Your assignment:
Count the lines in the items below that contain the string "negative", with case counting, and reply with only that number.

The input:
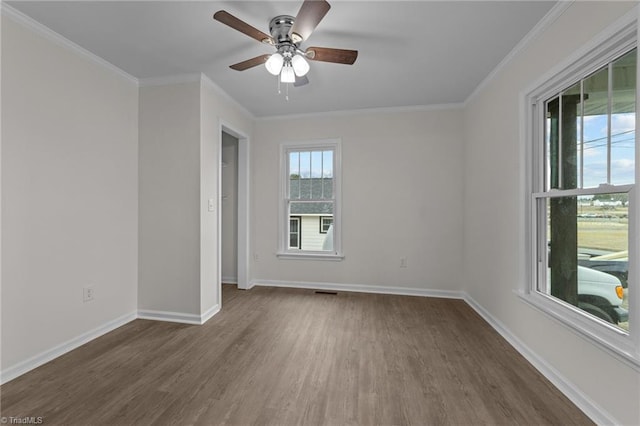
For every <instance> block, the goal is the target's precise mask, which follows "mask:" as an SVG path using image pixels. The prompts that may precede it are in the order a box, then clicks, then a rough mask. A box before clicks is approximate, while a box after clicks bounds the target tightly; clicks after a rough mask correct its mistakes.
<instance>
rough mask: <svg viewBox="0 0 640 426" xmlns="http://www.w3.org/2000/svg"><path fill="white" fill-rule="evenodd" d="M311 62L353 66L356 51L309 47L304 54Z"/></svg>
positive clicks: (350, 50)
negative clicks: (313, 61) (343, 64)
mask: <svg viewBox="0 0 640 426" xmlns="http://www.w3.org/2000/svg"><path fill="white" fill-rule="evenodd" d="M305 54H306V57H307V59H311V60H312V61H322V62H334V63H336V64H346V65H353V63H354V62H355V61H356V59H357V58H358V51H357V50H346V49H332V48H330V47H309V48H307V51H306V52H305Z"/></svg>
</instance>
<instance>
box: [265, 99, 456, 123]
mask: <svg viewBox="0 0 640 426" xmlns="http://www.w3.org/2000/svg"><path fill="white" fill-rule="evenodd" d="M463 107H464V104H463V103H452V104H433V105H410V106H397V107H382V108H361V109H349V110H338V111H327V112H311V113H304V114H283V115H269V116H262V117H256V121H272V120H290V119H298V118H325V117H329V118H330V117H345V116H355V115H368V114H395V113H406V112H425V111H443V110H452V109H461V108H463Z"/></svg>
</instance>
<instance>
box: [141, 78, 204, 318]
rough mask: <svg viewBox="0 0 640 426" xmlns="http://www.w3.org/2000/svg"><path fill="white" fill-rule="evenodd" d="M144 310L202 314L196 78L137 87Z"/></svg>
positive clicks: (199, 162) (197, 83) (198, 173)
mask: <svg viewBox="0 0 640 426" xmlns="http://www.w3.org/2000/svg"><path fill="white" fill-rule="evenodd" d="M139 114H140V124H139V128H140V133H139V146H140V148H139V155H140V161H139V164H140V173H139V185H140V191H139V209H140V214H139V228H140V233H139V238H140V240H139V245H140V250H139V259H140V260H139V264H140V267H139V278H138V307H139V308H140V309H141V310H152V311H162V312H178V313H182V314H192V315H200V211H199V209H200V166H199V165H200V82H199V81H195V82H190V83H183V84H173V85H163V86H150V87H141V88H140V110H139Z"/></svg>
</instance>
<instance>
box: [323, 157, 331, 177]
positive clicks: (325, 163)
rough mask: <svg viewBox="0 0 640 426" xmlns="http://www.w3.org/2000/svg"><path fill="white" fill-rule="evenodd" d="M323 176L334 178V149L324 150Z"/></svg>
mask: <svg viewBox="0 0 640 426" xmlns="http://www.w3.org/2000/svg"><path fill="white" fill-rule="evenodd" d="M322 177H324V178H333V151H322Z"/></svg>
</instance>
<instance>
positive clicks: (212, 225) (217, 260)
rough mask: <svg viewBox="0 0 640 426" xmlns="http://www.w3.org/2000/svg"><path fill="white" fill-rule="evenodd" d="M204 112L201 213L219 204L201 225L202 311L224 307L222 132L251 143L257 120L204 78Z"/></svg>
mask: <svg viewBox="0 0 640 426" xmlns="http://www.w3.org/2000/svg"><path fill="white" fill-rule="evenodd" d="M200 89H201V110H200V120H201V128H202V138H201V152H202V158H201V162H200V176H201V182H202V188H201V206H202V208H201V210H202V211H203V212H204V211H206V208H205V206H206V203H207V201H208V199H214V200H216V201H217V202H218V204H217V207H216V211H215V213H213V214H212V213H211V212H209V214H207V215H206V216H203V221H202V223H201V230H200V232H201V237H202V246H201V253H202V263H201V271H202V278H201V291H202V294H201V297H202V311H203V312H206V311H207V310H208V309H211V307H213V306H218V307H219V306H221V302H222V299H221V297H222V295H221V293H220V290H221V288H220V276H221V269H220V264H219V262H220V252H219V249H220V239H221V237H220V233H219V226H220V213H221V207H220V205H221V203H220V201H221V200H220V199H221V193H220V192H221V190H220V176H221V160H220V157H221V146H222V128H223V127H225V128H227V129H230V130H232V131H233V132H234V133H235V134H241V135H244V136H245V137H246V138H247V141H246V143H247V144H248V143H249V140H250V138H251V135H252V132H253V117H252V116H251V115H250V114H249V113H248V112H247V111H246V110H245V109H244V108H242V107H240V106H239V104H237V103H236V102H235V101H233V100H231V98H229V97H228V95H226V94H225V93H224V92H222V91H221V90H220V89H219V88H218V87H217V86H216V85H214V84H213V83H212V82H211V81H210V80H209V79H207V78H206V77H204V76H202V78H201V86H200Z"/></svg>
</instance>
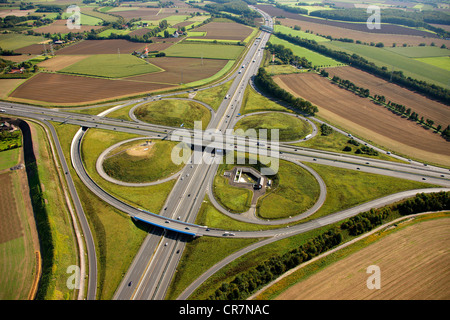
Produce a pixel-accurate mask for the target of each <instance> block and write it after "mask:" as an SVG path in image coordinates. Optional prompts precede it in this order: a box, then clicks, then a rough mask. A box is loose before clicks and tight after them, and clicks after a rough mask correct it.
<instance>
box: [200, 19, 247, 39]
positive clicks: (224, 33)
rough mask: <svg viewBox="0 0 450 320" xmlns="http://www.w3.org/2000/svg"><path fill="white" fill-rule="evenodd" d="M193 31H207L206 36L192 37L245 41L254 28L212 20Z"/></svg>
mask: <svg viewBox="0 0 450 320" xmlns="http://www.w3.org/2000/svg"><path fill="white" fill-rule="evenodd" d="M192 31H203V32H206V35H205V36H204V37H191V38H192V39H196V38H201V39H217V40H239V41H243V40H245V38H247V37H248V36H249V35H250V34H251V33H252V29H251V28H249V27H247V26H244V25H242V24H239V23H234V22H210V23H207V24H205V25H203V26H201V27H199V28H196V29H193V30H192Z"/></svg>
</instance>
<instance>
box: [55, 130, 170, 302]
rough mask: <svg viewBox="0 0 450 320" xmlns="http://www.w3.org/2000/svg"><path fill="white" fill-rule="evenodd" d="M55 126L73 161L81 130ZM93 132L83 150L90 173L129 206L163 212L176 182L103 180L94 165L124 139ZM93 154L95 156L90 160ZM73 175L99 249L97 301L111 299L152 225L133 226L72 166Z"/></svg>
mask: <svg viewBox="0 0 450 320" xmlns="http://www.w3.org/2000/svg"><path fill="white" fill-rule="evenodd" d="M54 126H55V129H56V130H57V132H58V137H59V140H60V143H61V146H62V147H63V151H64V155H65V158H66V159H68V160H70V144H71V141H72V138H73V136H74V134H75V133H76V131H77V130H78V129H79V127H78V126H74V125H68V124H65V125H61V124H58V123H54ZM91 130H92V131H93V129H90V130H89V131H88V134H91V135H92V136H91V139H92V141H88V142H87V143H85V144H84V147H83V148H84V150H87V151H88V152H89V154H88V155H87V156H86V154H84V161H85V163H86V160H87V163H89V166H88V172H89V174H90V176H91V177H93V178H94V179H95V181H96V182H97V183H98V184H99V185H100V186H101V187H102V188H104V189H105V190H106V191H107V192H109V193H111V194H113V195H115V196H117V197H118V198H119V199H121V200H123V201H126V202H128V203H135V204H137V205H139V206H141V207H142V208H145V209H147V210H149V211H152V212H159V211H160V209H161V208H162V206H163V204H164V201H165V199H166V197H167V195H168V194H169V192H170V190H171V188H172V186H173V183H165V184H162V185H158V186H156V187H155V186H154V187H145V188H131V189H130V188H126V187H121V186H116V185H113V184H109V183H107V182H105V181H102V180H101V178H99V176H98V174H95V173H96V172H94V171H95V167H94V171H93V170H92V163H93V162H94V166H95V160H96V159H97V157H98V155H99V154H100V153H101V152H102V151H103V150H104V148H106V147H107V146H108V144H109V145H111V144H113V143H115V141H118V140H119V141H120V139H121V138H122V139H123V137H118V136H117V135H116V134H117V133H116V132H114V133H112V132H111V131H107V130H98V131H97V132H92V131H91ZM130 136H132V135H128V137H130ZM128 137H127V138H128ZM85 142H86V141H85ZM105 143H106V145H105ZM89 155H91V156H92V157H89ZM86 158H88V159H86ZM70 173H71V175H72V179H73V180H74V183H75V186H76V188H77V192H78V195H79V197H80V200H81V203H82V204H83V209H84V212H85V214H86V216H87V218H88V221H89V224H90V228H91V231H92V232H93V236H94V241H95V244H96V248H97V249H96V250H97V259H98V260H97V265H98V279H99V282H98V283H99V287H98V289H97V299H100V300H110V299H112V297H113V295H114V292H115V290H116V288H117V286H118V285H119V284H120V281H121V280H122V277H123V274H124V273H125V272H126V271H127V270H128V268H129V266H130V264H131V262H132V261H133V258H134V257H135V255H136V253H137V252H138V250H139V247H140V246H141V243H142V241H143V240H144V238H145V237H146V235H147V234H148V225H146V224H143V223H133V221H132V219H130V217H129V216H128V215H126V214H124V213H123V212H121V211H119V210H117V209H115V208H114V207H112V206H110V205H108V204H106V203H105V202H103V201H102V200H100V199H99V198H98V197H97V196H95V195H94V194H92V192H90V190H89V189H88V188H87V187H86V186H85V185H84V184H83V183H82V182H81V180H80V179H79V178H78V176H77V174H76V172H75V170H74V169H73V168H72V167H70ZM66 277H67V274H66ZM65 279H66V278H65Z"/></svg>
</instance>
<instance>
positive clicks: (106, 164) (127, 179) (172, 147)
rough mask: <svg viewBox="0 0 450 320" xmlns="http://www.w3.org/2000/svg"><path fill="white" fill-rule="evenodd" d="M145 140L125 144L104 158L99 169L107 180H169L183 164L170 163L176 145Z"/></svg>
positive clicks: (134, 181)
mask: <svg viewBox="0 0 450 320" xmlns="http://www.w3.org/2000/svg"><path fill="white" fill-rule="evenodd" d="M145 144H146V140H138V141H132V142H128V143H125V144H123V145H121V146H119V147H117V148H116V149H114V150H111V152H110V153H109V154H108V155H107V157H106V158H105V161H104V162H103V168H104V170H105V172H106V174H108V175H109V176H110V177H112V178H114V179H117V180H119V181H125V182H138V183H143V182H151V181H157V180H160V179H163V178H166V177H169V176H171V175H173V174H175V173H176V172H177V171H179V170H180V169H181V168H182V167H183V165H182V164H181V165H176V164H174V163H173V162H172V161H171V159H170V157H171V153H172V149H173V147H175V146H176V145H177V142H172V141H152V142H151V143H150V145H145Z"/></svg>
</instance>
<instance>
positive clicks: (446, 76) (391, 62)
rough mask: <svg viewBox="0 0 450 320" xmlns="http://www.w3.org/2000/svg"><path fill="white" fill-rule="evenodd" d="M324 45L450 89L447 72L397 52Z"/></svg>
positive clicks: (449, 85)
mask: <svg viewBox="0 0 450 320" xmlns="http://www.w3.org/2000/svg"><path fill="white" fill-rule="evenodd" d="M324 45H325V46H326V47H328V48H330V49H333V50H338V51H345V52H348V53H350V54H353V53H356V54H358V55H360V56H362V57H363V58H366V59H367V60H369V61H371V62H374V63H375V64H376V65H378V66H380V67H382V66H385V67H387V68H388V70H395V71H402V72H403V73H404V74H405V76H410V77H412V78H415V79H418V80H424V81H427V82H430V83H434V84H436V85H440V86H442V87H446V88H449V87H450V84H449V81H448V80H449V74H448V72H447V71H445V70H443V69H441V68H438V67H434V66H431V65H429V64H426V63H423V62H421V61H418V60H415V59H411V58H408V57H405V56H403V55H400V54H397V53H395V52H391V51H388V50H385V49H383V48H376V47H372V46H366V45H360V44H354V43H344V42H339V41H333V42H325V43H324Z"/></svg>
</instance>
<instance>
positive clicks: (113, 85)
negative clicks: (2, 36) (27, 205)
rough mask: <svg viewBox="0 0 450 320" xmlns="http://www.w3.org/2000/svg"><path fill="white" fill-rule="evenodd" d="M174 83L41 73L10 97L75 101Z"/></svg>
mask: <svg viewBox="0 0 450 320" xmlns="http://www.w3.org/2000/svg"><path fill="white" fill-rule="evenodd" d="M171 87H172V85H170V84H160V83H147V82H137V81H126V80H107V79H99V78H89V77H78V76H70V75H62V74H50V73H39V74H37V75H36V76H34V77H33V78H31V79H29V80H28V81H26V82H25V83H24V84H22V85H21V86H19V87H18V88H17V89H16V90H15V91H14V92H13V93H12V94H11V95H10V97H12V98H16V99H26V100H34V101H41V102H47V103H58V104H62V105H74V104H79V103H87V102H95V101H101V100H106V99H108V100H110V99H114V98H119V97H124V96H130V95H137V94H142V93H146V92H152V91H157V90H162V89H168V88H171Z"/></svg>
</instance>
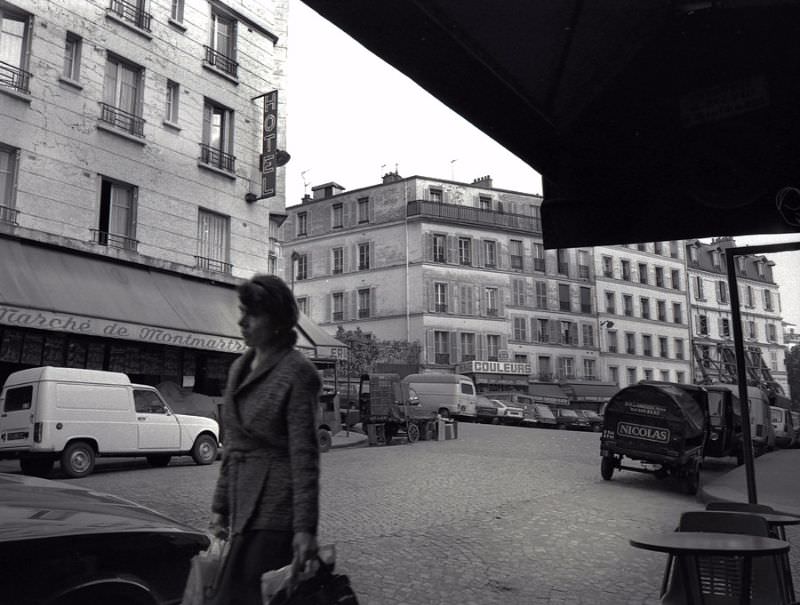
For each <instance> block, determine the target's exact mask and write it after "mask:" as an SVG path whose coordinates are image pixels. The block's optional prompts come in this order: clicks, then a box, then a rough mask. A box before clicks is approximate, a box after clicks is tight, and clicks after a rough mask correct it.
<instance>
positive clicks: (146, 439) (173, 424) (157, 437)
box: [133, 389, 181, 451]
mask: <svg viewBox="0 0 800 605" xmlns="http://www.w3.org/2000/svg"><path fill="white" fill-rule="evenodd" d="M133 400H134V403H135V405H136V423H137V427H138V431H139V449H142V450H173V451H177V450H179V449H180V445H181V435H180V426H179V425H178V421H177V420H176V418H175V416H174V415H173V414H172V412H171V411H170V409H169V408H168V407H167V404H166V403H164V401H163V400H162V399H161V397H159V396H158V393H156V392H155V391H150V390H145V389H134V390H133Z"/></svg>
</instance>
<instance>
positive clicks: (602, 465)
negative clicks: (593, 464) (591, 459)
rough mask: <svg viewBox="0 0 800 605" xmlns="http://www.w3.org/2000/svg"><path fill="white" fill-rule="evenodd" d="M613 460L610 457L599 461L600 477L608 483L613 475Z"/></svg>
mask: <svg viewBox="0 0 800 605" xmlns="http://www.w3.org/2000/svg"><path fill="white" fill-rule="evenodd" d="M614 466H615V465H614V458H612V457H611V456H604V457H603V458H602V459H601V460H600V476H601V477H603V479H605V480H606V481H610V480H611V477H612V476H613V475H614Z"/></svg>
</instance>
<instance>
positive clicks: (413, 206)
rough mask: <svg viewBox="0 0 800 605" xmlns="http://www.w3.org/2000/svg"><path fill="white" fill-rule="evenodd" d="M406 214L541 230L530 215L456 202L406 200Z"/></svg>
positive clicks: (448, 219)
mask: <svg viewBox="0 0 800 605" xmlns="http://www.w3.org/2000/svg"><path fill="white" fill-rule="evenodd" d="M406 216H422V217H431V218H440V219H445V220H447V221H452V222H456V223H461V224H465V225H478V226H481V227H487V226H488V227H501V228H504V229H514V230H517V231H523V232H525V233H531V234H540V235H541V232H542V231H541V223H540V221H539V220H537V219H535V218H534V217H532V216H527V215H524V214H512V213H509V212H495V211H494V210H482V209H480V208H475V207H472V206H458V205H456V204H444V203H442V202H431V201H427V200H415V201H411V202H408V204H407V206H406Z"/></svg>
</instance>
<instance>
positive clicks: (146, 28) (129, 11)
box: [108, 0, 150, 32]
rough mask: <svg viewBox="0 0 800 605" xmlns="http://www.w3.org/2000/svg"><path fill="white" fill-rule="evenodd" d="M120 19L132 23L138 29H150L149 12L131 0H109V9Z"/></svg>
mask: <svg viewBox="0 0 800 605" xmlns="http://www.w3.org/2000/svg"><path fill="white" fill-rule="evenodd" d="M108 10H110V11H111V12H112V13H114V14H115V15H117V16H118V17H119V18H120V19H123V20H125V21H128V22H129V23H133V24H134V25H135V26H136V27H138V28H139V29H143V30H144V31H146V32H149V31H150V13H148V12H147V11H145V10H144V9H142V8H140V7H139V6H138V5H136V4H134V3H132V2H125V0H111V6H110V7H109V9H108Z"/></svg>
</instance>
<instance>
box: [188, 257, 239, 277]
mask: <svg viewBox="0 0 800 605" xmlns="http://www.w3.org/2000/svg"><path fill="white" fill-rule="evenodd" d="M194 261H195V267H197V268H198V269H205V270H206V271H214V272H216V273H228V274H230V273H231V271H232V270H233V265H232V264H230V263H226V262H225V261H221V260H218V259H216V258H206V257H205V256H195V257H194Z"/></svg>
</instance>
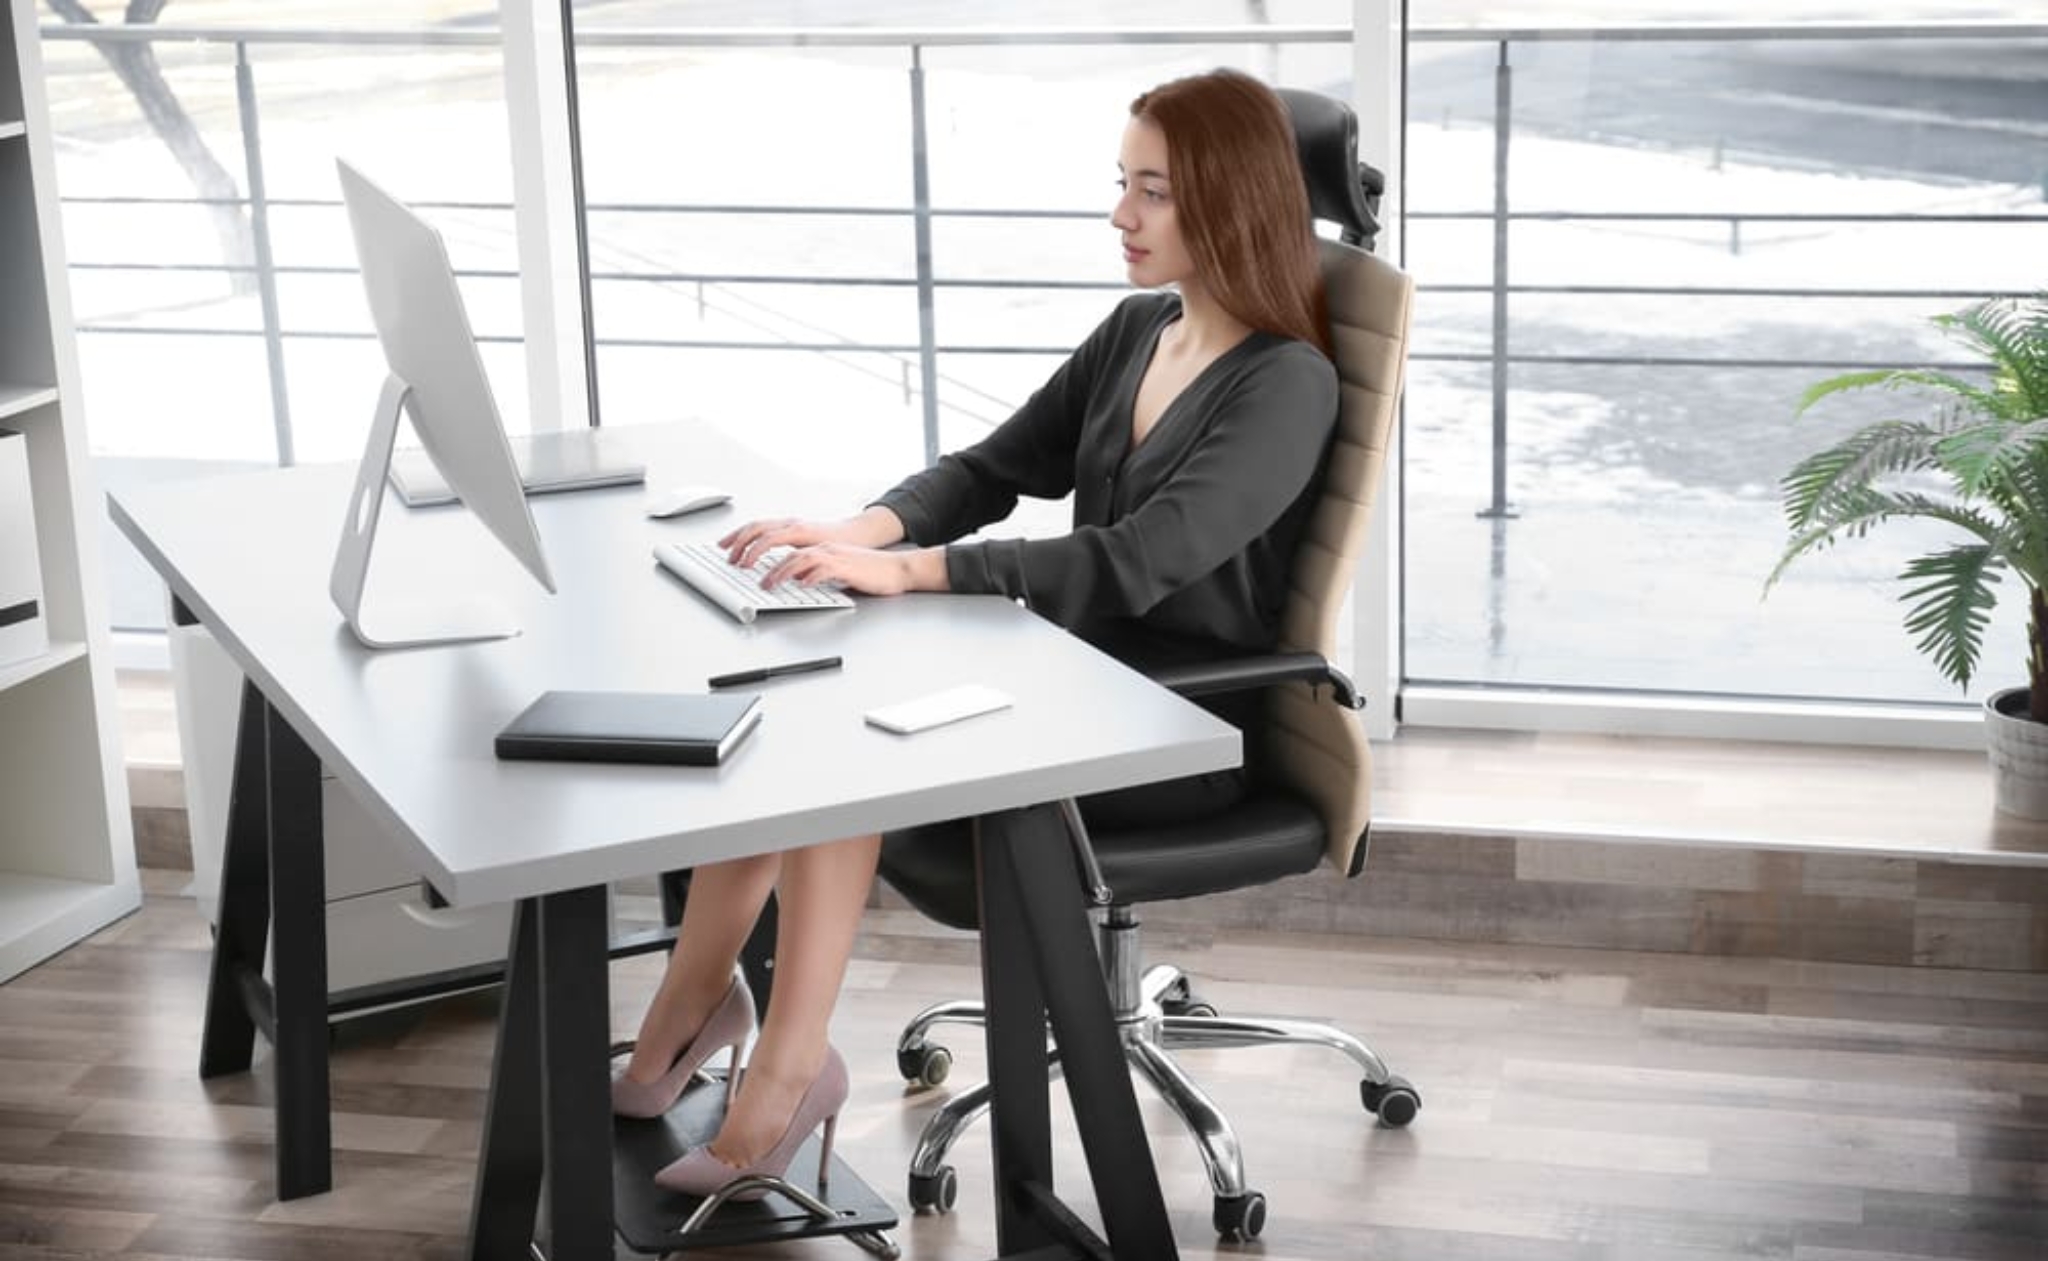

Task answer:
3